--- Task inputs ---
————
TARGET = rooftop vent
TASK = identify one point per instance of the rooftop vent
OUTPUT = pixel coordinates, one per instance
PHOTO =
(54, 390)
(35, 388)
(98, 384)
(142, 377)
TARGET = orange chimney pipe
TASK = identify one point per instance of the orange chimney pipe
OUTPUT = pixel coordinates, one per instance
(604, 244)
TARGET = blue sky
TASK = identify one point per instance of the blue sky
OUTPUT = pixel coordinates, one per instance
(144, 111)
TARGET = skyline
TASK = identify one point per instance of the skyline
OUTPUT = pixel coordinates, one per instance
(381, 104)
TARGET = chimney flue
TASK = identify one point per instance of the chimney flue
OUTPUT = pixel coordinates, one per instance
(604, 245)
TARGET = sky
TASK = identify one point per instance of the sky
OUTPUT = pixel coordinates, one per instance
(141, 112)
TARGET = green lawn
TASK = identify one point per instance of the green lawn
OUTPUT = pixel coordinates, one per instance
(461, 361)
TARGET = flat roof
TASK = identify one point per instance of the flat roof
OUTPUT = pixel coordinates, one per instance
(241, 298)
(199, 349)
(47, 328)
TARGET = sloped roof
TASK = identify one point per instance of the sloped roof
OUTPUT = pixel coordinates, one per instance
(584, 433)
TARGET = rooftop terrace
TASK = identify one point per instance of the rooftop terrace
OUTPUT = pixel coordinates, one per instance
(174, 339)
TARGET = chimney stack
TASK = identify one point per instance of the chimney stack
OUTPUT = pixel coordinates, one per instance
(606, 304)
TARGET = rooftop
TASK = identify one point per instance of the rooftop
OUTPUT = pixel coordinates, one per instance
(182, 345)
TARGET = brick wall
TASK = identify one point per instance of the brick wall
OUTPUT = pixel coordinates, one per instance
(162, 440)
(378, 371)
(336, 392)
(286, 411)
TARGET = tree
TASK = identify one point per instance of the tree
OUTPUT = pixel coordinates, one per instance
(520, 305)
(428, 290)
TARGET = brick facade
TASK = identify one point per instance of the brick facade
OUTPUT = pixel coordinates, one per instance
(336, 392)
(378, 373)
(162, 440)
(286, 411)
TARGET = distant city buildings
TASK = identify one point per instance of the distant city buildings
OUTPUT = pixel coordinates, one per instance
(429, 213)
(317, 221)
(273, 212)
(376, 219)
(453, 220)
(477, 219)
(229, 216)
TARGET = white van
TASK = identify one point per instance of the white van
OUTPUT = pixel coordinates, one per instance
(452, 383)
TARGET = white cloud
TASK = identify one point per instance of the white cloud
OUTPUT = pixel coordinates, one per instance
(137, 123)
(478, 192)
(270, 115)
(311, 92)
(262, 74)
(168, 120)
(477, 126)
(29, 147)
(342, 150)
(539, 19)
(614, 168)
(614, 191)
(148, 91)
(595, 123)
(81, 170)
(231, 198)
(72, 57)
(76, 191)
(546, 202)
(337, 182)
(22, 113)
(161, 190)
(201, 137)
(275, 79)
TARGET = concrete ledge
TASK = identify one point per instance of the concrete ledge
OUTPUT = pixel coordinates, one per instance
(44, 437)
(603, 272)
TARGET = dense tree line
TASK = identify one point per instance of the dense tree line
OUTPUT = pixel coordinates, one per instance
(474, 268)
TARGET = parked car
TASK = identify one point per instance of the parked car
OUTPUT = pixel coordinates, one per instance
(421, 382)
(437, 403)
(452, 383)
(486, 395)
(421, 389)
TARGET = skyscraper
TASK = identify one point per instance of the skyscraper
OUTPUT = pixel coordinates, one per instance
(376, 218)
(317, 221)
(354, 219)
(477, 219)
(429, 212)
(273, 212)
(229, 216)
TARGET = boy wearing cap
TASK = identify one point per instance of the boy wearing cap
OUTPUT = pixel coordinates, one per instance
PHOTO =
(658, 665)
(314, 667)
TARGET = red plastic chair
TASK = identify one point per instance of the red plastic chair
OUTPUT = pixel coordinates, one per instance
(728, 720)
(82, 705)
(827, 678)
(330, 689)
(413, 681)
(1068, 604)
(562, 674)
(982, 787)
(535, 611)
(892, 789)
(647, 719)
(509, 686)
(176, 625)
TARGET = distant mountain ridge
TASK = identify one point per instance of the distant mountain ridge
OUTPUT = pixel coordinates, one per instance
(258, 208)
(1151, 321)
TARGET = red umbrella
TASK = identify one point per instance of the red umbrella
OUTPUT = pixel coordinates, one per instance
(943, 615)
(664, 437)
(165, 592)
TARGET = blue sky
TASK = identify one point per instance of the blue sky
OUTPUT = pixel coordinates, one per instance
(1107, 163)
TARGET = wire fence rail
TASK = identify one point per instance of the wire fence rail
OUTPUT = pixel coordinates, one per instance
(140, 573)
————
--- Exercise ---
Can you reproduce all of the material above, line for line and with no changes?

--- Correct result ---
TARGET = rooftop vent
TASK = identify one point per instance of the rooftop vent
OUTPUT = pixel coordinates, one per instance
PHOTO =
(54, 390)
(35, 388)
(98, 384)
(142, 377)
TARGET = orange chimney pipe
TASK = identify one point per instance of the orange chimney pipe
OUTPUT = pixel coordinates, one per instance
(604, 244)
TARGET = blue sky
TASK = identify one point per instance of the blue sky
OUTPUT = pixel coordinates, one per instance
(144, 111)
TARGET = skyline
TASK = identify one point per instance of the skyline
OUTPUT = pixel coordinates, one per instance
(381, 104)
TARGET = chimney flue
TASK = identify one point per instance of the chimney flue
OUTPUT = pixel coordinates, one per instance
(604, 245)
TARGET = sky
TASK = identify one point per instance of the sky
OUTPUT = pixel coordinates, one per instance
(141, 112)
TARGET = green lawn
TASK = identify one point per instance of the green lawn
OUTPUT = pixel coordinates, one per instance
(461, 361)
TARGET = flat roof
TASK = identify one point per instance of the flat roof
OUTPUT = pixel coordinates, one per instance
(241, 298)
(199, 349)
(47, 328)
TARGET = sloped roof
TASK = identify one point per instance of the sloped roof
OUTPUT = pixel coordinates, one per instance
(584, 433)
TARGET = rooftop terrace
TASK = identify one point per instance of the rooftop terrace
OUTPUT = pixel coordinates, one per instance
(174, 339)
TARGET = chimney stack
TASK = identify one point per instance of the chimney stack
OUTPUT = pixel coordinates, one per instance
(606, 304)
TARGET = rooftop
TASK = identify one point per instance of the rooftop
OUTPUT = pixel coordinates, one per instance
(182, 345)
TARGET = brick wall
TASK = identify one point per instance of the brick wall
OUTPUT = pixel coordinates, one per instance
(162, 440)
(378, 371)
(336, 392)
(286, 411)
TARGET = tree
TASK = identify one point per instance of the tree
OUTPUT = pixel coordinates, one per instance
(520, 305)
(428, 290)
TARGET = brick facade
TASK = identify one point per instance of the brick facade
OUTPUT = pixel coordinates, one per instance
(336, 392)
(378, 373)
(162, 440)
(286, 411)
TARGET = distant city buildings
TASK = identify one point per instance of the distant city buildings
OUTPUT = pixel coordinates, one per instance
(429, 213)
(317, 221)
(273, 212)
(376, 219)
(453, 220)
(477, 219)
(229, 216)
TARGET = white van
TASK = identify one point per instance of the white van
OUTPUT = pixel coordinates, one per instance
(452, 383)
TARGET = white cloud
TASK = identify one point per instance of the white cloud
OUTPUT = pixel coordinates, one per instance
(137, 123)
(478, 192)
(270, 115)
(311, 92)
(262, 74)
(168, 120)
(477, 126)
(29, 147)
(342, 150)
(539, 19)
(614, 168)
(614, 191)
(148, 91)
(595, 123)
(81, 170)
(231, 198)
(72, 57)
(76, 191)
(546, 202)
(337, 182)
(22, 113)
(161, 190)
(201, 137)
(275, 79)
TARGET = concrete ledge
TASK = identify one point per instance of the concrete ledge
OUTPUT = pixel coordinates, one per instance
(44, 437)
(603, 272)
TARGET = dense tree line
TASK = identify one point per instance of the dense tree line
OUTPUT = pixel coordinates, one per instance
(474, 268)
TARGET = parked car
TASK = identify one point per instance of the parked car
OUTPUT = pixel coordinates, one per instance
(421, 382)
(437, 403)
(452, 383)
(486, 395)
(421, 389)
TARGET = skyscraper
TASK = identify one point per instance of the skyscraper
OUTPUT = pixel coordinates, one per instance
(376, 218)
(317, 221)
(354, 219)
(477, 219)
(429, 212)
(273, 212)
(229, 216)
TARGET = boy wearing cap
TASK = identify one point per instance of the boy wearing cap
OUTPUT = pixel coordinates, one per instance
PHOTO =
(658, 665)
(314, 667)
TARGET = red plastic chair
TASK = identify one point per instance of the red plastic chair
OUTPUT = pixel coordinates, one per instance
(728, 720)
(82, 705)
(827, 678)
(330, 689)
(413, 681)
(1068, 604)
(562, 674)
(982, 787)
(535, 611)
(892, 789)
(647, 719)
(509, 686)
(176, 625)
TARGET = distant mountain ridge
TASK = identify one point per instance of the distant mountain ridge
OUTPUT = pixel coordinates, one per instance
(258, 208)
(1151, 321)
TARGET = red umbrella
TASK = identify one point per instance of the red umbrella
OUTPUT = pixel coordinates, one per instance
(943, 615)
(664, 437)
(165, 592)
TARGET = blue sky
TASK = identify one point per instance of the blue sky
OUTPUT = pixel coordinates, one per instance
(1107, 163)
TARGET = wire fence rail
TASK = identify one point per instance of the wire fence rail
OUTPUT = pixel coordinates, one per instance
(140, 573)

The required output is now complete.